What to do = Only lines containing the word "woman" are needed; pull them out of the material.

Data to process =
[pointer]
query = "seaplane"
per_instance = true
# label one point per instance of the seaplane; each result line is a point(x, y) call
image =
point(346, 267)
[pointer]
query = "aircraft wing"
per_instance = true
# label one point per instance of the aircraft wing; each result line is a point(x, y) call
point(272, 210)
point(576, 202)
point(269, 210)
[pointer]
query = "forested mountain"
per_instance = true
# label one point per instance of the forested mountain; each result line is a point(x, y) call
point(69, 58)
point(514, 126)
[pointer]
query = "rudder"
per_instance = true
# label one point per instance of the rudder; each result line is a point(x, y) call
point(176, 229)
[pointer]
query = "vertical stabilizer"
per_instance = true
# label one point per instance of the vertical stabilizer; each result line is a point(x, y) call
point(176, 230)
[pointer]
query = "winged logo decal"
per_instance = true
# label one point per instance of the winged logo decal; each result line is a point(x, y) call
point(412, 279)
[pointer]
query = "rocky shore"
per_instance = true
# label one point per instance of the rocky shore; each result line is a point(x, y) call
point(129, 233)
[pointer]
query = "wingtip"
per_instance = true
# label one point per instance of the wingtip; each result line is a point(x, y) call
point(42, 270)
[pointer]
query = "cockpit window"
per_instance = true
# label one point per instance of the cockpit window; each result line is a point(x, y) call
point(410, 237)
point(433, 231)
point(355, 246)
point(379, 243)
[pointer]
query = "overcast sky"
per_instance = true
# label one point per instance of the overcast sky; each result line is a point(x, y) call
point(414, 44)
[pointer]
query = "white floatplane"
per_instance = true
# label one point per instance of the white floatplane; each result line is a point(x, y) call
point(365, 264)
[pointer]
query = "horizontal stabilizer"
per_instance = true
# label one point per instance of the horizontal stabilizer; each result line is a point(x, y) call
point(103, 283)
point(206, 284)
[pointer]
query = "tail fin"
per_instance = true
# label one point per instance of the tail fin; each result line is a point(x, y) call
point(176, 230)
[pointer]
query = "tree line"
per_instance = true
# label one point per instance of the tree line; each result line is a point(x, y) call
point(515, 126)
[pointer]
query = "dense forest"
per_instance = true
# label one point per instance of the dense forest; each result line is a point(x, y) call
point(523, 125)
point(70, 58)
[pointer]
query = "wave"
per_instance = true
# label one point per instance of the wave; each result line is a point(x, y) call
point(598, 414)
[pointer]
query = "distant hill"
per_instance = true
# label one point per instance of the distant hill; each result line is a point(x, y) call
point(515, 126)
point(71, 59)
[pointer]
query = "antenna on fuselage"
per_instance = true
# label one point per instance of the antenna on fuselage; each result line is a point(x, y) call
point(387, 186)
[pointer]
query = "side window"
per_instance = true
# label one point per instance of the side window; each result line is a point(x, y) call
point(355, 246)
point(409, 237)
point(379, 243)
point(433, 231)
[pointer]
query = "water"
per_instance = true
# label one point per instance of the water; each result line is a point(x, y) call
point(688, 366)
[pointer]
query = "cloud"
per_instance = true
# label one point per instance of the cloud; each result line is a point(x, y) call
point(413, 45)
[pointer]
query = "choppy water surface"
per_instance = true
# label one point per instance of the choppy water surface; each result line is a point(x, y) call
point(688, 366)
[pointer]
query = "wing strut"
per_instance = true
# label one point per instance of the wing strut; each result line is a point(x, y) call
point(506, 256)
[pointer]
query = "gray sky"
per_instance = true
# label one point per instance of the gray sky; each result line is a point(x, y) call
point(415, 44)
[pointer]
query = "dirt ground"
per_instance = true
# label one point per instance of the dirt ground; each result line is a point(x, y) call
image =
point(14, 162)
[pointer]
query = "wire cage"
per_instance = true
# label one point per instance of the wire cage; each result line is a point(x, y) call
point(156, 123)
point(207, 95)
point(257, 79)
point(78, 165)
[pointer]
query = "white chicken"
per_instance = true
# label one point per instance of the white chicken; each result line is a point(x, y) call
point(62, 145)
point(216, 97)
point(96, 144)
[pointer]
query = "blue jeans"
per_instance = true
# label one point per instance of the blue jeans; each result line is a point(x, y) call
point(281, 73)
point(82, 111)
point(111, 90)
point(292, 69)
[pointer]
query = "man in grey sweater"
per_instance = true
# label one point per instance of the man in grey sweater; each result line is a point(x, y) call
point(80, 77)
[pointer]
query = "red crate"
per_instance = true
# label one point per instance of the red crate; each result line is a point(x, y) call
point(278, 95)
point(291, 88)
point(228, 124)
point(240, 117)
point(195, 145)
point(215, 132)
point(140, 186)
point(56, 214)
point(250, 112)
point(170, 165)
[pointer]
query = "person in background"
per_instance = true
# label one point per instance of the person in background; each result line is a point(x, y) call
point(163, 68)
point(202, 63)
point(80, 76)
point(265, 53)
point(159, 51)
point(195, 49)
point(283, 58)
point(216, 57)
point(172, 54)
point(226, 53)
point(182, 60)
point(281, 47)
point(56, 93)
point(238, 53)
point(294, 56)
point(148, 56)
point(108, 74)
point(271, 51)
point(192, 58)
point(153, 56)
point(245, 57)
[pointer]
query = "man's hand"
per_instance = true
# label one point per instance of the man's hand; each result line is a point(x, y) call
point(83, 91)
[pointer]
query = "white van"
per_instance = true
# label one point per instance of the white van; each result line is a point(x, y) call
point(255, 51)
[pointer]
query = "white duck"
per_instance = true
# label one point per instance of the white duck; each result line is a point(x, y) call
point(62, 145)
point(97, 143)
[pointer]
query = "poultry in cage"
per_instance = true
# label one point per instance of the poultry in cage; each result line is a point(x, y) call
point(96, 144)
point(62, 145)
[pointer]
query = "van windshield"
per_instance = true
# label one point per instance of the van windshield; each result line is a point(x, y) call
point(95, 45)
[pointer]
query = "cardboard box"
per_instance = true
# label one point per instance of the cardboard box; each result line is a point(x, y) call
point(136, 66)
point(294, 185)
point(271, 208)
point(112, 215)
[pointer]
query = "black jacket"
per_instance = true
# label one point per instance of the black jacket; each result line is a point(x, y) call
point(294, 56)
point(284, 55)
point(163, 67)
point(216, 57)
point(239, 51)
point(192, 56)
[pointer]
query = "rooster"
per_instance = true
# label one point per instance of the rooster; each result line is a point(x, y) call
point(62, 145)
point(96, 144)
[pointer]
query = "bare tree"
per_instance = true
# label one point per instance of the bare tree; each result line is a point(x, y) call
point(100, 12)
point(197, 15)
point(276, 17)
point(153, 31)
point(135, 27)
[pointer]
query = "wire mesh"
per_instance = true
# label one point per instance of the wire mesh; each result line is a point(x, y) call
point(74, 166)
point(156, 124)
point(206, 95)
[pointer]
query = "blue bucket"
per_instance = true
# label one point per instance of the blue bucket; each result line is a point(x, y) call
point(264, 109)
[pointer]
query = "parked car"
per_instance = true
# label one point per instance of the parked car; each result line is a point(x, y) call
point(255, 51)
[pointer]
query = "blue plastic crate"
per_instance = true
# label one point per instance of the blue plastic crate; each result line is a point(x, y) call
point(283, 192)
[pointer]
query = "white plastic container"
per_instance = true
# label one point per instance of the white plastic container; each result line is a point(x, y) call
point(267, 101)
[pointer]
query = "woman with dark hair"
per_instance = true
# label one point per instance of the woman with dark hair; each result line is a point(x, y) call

Exercise result =
query = "woman with dark hair"
# label one point per instance of the woman with dark hair; each result line is a point(x, y) call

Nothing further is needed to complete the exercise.